_Alıştırma amacı:_
Korozyona uğramış betonarme kirişlerle ilgili metne bakarak aşağıdaki soruları yanıtlayın.
(a) Kesme dayanımını belirlemek için kullanılan deney verileri nereden toplanmıştır?
(b) Dayanım tahmini hangi iki regresyon algoritmasıyla yapılmıştır?
(c) Elde edilen sonuçlar hangi performans metrikleriyle değerlendirilmiştir?

_Verilen metin:_
━━━━━━━━

Korozyona Uğramış Betonarme Kirişler için Kesme Dayanımını Belirlemeye Yönelik Basitleştirilmiş Bir Yaklaşım

Yapı ömrü boyunca yapım ya da kullanım kusuru sayılabilecek korozyon hasarı yapı elemanları için önemli bir parametredir. Korozyon sebebiyle betonarme elemanlarda dayanım kaybı görülmekte bu da yapı performansını etkileyen önemli bir parametre olmaktadır. Donatısı korozyona uğramış kirişlerin kayma mukavemetinin belirlenmesi, yapı elamanında dayanım kaybı, tasarım ve güçlendirme kriterleri açısından önemli olmaktadır. Bu çalışmada yapay zekâ algoritmaları ile betonarme kiriş deneylerinden elde edilen kesme dayanımı değerlerinin deneysel çalışmaya gerek kalmadan belirlenmesi amaçlanmaktadır. Bu kapsamda literatürde gerçekleştirilmiş korozyona uğramış betonarme kiriş deneyleri verileri toparlanmış, deney parametrelerine bağlı olarak kirişlerin nihai kesme dayanımı değerleri tespit edilmiştir. Dayanım tahmini makine öğrenmesi regresyon algoritmalarından XGBoost ve AdaBoost ile gerçekleştirilmiştir. Elde edilen sonuçlar R2, RMSE ve MAE performans metrikleri ile değerlendirilmiş ve yüksek tahmin başarısına ulaşılmıştır. Çalışma göstermektedir ki deneysel verilere bağlı öğrenme gerçekleştirebilen bu sistemler ile üretim parametreleri bilinen ve korozyona uğramış kesme dayanımı değerlerini deneysel ölçümlere ihtiyaç duymadan tahmin etmek mümkündür.

━━━━━━━━

(Veri satırları)
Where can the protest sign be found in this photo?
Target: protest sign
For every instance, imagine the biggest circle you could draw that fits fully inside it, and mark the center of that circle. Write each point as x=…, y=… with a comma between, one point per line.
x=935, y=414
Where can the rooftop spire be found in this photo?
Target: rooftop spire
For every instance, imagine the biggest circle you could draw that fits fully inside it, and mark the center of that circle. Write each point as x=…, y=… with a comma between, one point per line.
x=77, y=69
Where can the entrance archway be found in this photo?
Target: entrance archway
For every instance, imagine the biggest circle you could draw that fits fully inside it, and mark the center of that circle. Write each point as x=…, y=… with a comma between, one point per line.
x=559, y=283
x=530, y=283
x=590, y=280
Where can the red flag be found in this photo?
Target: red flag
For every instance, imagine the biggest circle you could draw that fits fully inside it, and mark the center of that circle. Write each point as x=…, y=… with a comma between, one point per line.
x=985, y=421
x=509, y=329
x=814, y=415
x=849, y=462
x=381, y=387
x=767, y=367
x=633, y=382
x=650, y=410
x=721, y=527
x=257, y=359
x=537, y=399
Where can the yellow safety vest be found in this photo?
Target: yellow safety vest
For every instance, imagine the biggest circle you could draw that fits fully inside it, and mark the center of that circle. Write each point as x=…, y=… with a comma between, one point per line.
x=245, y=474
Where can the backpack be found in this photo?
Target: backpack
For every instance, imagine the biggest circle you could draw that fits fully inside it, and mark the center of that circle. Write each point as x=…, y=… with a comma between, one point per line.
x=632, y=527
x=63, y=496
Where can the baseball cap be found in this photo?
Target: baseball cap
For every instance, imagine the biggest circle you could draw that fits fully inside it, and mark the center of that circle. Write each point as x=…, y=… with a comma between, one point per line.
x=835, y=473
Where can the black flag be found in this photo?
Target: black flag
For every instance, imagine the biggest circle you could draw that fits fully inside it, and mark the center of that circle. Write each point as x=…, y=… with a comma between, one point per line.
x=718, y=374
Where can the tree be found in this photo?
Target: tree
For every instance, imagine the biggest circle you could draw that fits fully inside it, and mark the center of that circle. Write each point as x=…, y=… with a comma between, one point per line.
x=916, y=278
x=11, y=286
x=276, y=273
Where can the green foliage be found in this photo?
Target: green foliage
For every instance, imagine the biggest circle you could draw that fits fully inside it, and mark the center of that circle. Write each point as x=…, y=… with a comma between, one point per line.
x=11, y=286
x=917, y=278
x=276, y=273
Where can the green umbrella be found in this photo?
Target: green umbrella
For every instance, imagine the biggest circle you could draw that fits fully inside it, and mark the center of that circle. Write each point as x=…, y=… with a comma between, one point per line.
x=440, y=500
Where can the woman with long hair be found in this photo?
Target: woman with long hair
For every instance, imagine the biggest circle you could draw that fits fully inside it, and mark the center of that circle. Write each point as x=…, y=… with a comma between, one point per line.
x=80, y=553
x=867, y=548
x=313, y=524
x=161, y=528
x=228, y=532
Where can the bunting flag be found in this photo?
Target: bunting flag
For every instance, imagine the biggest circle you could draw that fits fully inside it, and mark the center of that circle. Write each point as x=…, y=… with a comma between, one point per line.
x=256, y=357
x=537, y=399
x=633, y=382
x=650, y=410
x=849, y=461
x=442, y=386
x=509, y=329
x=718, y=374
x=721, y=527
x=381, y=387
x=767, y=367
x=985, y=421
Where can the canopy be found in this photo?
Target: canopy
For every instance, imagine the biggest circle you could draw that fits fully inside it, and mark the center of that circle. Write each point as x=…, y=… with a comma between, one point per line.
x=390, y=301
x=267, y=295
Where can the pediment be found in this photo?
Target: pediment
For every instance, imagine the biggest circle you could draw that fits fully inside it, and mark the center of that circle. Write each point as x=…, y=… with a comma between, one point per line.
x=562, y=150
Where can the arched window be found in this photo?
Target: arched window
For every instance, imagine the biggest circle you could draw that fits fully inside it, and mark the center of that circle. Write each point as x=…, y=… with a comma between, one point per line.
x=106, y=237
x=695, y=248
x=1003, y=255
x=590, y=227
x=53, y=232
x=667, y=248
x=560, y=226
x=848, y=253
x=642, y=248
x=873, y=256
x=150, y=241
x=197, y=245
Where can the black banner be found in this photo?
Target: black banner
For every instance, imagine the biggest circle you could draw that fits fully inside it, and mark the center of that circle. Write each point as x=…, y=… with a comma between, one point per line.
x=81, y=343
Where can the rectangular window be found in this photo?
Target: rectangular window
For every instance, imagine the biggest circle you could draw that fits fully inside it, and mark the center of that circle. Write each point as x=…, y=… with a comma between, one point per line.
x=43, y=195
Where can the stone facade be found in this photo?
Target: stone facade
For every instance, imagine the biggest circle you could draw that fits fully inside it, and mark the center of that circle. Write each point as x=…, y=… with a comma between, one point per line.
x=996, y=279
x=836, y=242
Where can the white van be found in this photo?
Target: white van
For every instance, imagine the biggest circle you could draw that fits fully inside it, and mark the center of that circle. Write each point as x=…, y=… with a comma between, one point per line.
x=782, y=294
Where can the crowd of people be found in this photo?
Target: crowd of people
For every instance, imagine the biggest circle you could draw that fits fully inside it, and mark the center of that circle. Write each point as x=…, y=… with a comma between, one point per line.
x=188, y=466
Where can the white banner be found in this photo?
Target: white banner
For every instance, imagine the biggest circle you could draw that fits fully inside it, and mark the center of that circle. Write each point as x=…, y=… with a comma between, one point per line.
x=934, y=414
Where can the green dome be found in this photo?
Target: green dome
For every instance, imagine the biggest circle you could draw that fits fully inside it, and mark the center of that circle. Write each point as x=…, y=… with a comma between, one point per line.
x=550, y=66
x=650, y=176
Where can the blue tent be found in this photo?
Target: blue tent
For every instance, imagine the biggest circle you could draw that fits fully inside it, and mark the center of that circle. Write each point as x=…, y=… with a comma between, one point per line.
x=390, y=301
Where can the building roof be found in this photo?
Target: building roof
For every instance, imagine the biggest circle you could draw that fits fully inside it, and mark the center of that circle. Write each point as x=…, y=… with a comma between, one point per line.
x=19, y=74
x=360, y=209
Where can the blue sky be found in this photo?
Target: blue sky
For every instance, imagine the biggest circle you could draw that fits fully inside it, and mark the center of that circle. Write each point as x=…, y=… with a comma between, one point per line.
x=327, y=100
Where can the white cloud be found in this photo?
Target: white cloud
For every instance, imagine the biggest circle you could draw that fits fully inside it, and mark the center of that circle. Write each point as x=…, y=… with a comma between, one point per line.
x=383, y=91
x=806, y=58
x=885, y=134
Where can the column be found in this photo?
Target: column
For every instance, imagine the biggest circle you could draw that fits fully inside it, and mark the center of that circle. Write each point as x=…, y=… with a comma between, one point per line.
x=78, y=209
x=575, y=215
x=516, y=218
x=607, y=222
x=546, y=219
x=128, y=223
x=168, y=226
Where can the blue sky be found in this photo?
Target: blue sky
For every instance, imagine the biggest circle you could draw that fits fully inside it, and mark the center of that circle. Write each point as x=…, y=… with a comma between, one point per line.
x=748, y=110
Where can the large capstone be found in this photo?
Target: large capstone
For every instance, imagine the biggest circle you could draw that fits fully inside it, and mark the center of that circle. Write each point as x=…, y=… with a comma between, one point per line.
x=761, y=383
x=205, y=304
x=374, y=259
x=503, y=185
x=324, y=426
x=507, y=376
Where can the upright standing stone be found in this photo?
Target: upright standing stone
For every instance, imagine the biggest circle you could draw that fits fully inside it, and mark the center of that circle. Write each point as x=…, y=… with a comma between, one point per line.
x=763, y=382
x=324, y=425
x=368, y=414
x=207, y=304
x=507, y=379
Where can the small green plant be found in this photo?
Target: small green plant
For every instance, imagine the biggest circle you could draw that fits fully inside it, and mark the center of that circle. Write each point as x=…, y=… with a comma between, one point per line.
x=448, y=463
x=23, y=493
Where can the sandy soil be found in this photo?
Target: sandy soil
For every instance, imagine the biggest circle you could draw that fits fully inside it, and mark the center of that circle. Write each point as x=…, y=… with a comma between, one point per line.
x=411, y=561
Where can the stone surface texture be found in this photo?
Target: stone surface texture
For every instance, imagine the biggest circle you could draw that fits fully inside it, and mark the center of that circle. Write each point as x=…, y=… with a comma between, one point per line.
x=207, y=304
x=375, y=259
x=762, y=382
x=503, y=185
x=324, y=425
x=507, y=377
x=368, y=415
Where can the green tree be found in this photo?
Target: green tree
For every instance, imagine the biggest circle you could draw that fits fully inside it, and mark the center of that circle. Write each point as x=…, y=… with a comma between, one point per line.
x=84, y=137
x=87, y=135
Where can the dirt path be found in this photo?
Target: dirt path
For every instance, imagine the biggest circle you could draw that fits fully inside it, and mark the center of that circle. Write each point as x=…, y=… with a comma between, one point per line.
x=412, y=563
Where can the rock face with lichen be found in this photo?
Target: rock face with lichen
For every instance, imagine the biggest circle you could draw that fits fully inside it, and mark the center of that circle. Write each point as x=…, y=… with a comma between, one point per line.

━━━━━━━━

_Beklenen yanıt:_
(a) Literatürde gerçekleştirilmiş korozyona uğramış betonarme kiriş deneylerinden.
(b) XGBoost ve AdaBoost.
(c) R2, RMSE ve MAE.